**課題の内容 1**
古文の「に」の識別を説明した文章のうち、「三大識別「なり」「なむ」「に」から「です。解説していきましょう。」までを、両端を含めてそのまま書き写すこと。
**課題の内容 2**
古文の「に」の識別を説明した文章について、最後の文の後ろから続きを書き進めること。

**本文抜粋**
^^^^^^^^

三大識別「なり」「なむ」「に」、最終仕上げ「に」の識別に入ります。「に」の識別は、配点は低いですが、文法問題でやたらに出ます。「またかよ…」みたいな感じになるといいですね。センター古文問2とかです。いくら配点が低くても、「トリ問題」を時間かけずに点にする重要性は述べてきました。「トリ」をとれる人は、「ステ」を捨てられる人、結果、最高のパフォーマンスをたたき出していく人になります。出るとわかっているのですが、ココで受験生が悩ましいのは、格助詞「に」「にて」なはずです。解説していきましょう。
★★★★★【「に」の識別】
1.格助詞「に」「にて」…体言・連体形(連体形の場合、下に体言が補える)に接続。
基本的に体言に付き、下の動詞にかかっていきます。「学校に行く」の「に」。「学校(体言)」に接続し、「行く(動詞)」にかかっています。「体育館にて全校集会を行う」の「にて」。「体育館(体言)」に接続し、「行う(動詞)」にかかっています。格助詞「に」は格(連用修飾格)を作って必ず動詞にかかっていきます。だから、日常のコミュニケーションにおいても、格助詞「に」「にて」で文を切ると、必ず動詞を聞き返すはずです。
「今日、山田君に…」「どうしたの?」
「全校生徒のみなさん、間もなく体育館にて…ガガガピー」「何やんの?」
でしょ?
2.接続助詞「に」…連体形に接続(下に体言が補えない)。

^^^^^^^^

**記録一覧**
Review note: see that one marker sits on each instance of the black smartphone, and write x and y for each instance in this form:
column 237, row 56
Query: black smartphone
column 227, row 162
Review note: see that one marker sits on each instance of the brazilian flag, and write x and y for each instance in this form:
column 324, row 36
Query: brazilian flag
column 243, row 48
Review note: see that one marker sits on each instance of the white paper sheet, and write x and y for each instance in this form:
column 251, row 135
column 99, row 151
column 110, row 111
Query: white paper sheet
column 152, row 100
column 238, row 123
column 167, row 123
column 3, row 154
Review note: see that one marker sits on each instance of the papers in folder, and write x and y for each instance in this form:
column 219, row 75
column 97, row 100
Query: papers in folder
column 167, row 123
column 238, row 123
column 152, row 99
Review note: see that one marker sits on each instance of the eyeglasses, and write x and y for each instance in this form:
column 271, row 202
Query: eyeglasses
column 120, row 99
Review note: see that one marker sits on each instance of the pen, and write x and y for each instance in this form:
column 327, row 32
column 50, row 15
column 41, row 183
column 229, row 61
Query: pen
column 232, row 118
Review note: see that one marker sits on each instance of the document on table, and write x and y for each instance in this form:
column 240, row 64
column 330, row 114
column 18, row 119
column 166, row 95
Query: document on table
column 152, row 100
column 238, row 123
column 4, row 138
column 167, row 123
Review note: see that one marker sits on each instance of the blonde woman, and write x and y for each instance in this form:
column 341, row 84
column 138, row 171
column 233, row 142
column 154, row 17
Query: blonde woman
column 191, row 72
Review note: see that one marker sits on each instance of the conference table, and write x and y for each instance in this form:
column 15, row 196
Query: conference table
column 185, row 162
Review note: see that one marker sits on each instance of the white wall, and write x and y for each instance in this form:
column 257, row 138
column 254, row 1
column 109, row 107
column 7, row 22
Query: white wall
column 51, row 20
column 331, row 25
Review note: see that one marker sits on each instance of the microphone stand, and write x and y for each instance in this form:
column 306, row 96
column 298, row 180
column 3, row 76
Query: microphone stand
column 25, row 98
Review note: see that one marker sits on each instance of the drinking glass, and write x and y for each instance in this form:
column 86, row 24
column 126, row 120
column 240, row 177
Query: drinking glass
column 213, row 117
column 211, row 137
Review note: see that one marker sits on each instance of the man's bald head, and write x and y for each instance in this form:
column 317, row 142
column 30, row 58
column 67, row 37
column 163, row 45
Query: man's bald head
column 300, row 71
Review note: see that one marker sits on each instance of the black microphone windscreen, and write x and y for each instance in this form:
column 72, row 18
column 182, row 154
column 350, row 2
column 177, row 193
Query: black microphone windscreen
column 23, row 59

^^^^^^^^

**記述解答 1**
三大識別「なり」「なむ」「に」、最終仕上げ「に」の識別に入ります。「に」の識別は、配点は低いですが、文法問題でやたらに出ます。「またかよ…」みたいな感じになるといいですね。センター古文問2とかです。いくら配点が低くても、「トリ問題」を時間かけずに点にする重要性は述べてきました。「トリ」をとれる人は、「ステ」を捨てられる人、結果、最高のパフォーマンスをたたき出していく人になります。出るとわかっているのですが、ココで受験生が悩ましいのは、格助詞「に」「にて」なはずです。解説していきましょう。

**記述解答 2**
・順接(~すると・~ので)
・逆接(~のに・~けれども)
どちらも表現します。「主語~述語」は接続助詞「に」の上で完結するため、下にかかっていく動詞がありません。「我学校に行くに、彼行かず」の「に」。「行く(連体形)」に接続し、かかっていく動詞がありません。なぜなら、接続助詞は、もともと二つの文をくっつけているので、
「我学校に行く。/but/彼行かず。」
と、前後とも文は完結しているからです。上記、格助詞「に」「にて」と比較してください。以下の説明はアテにしないように。正直なところ、私たちが読む古文って、接続助詞に「、」読点が打ってありますよね。例外はいくらでもありますよ。
3.完了の助動詞「ぬ」の連用形「に」
…活用語の連用形に接続し、
「にき・にけり・にけむ」と他の助動詞と複合する。
4.断定の助動詞「なり」の連用形「に」…体言・連体形に接続。
①「~にあり」で「である」と訳せる。
「あり」は断定の表現を補助する補助動詞と考える。「に」と「あり」の間には係助詞や接続助詞が入る場合が多い。断定「なり」連用形「に」、および「にあり」「に侍り・に候ふ」「におはす・おはします」の断定以外の表現については断定「なり」の項を確認してください。
【断定「なり」連用形「に」】→→→文法17断定の助動詞「なり」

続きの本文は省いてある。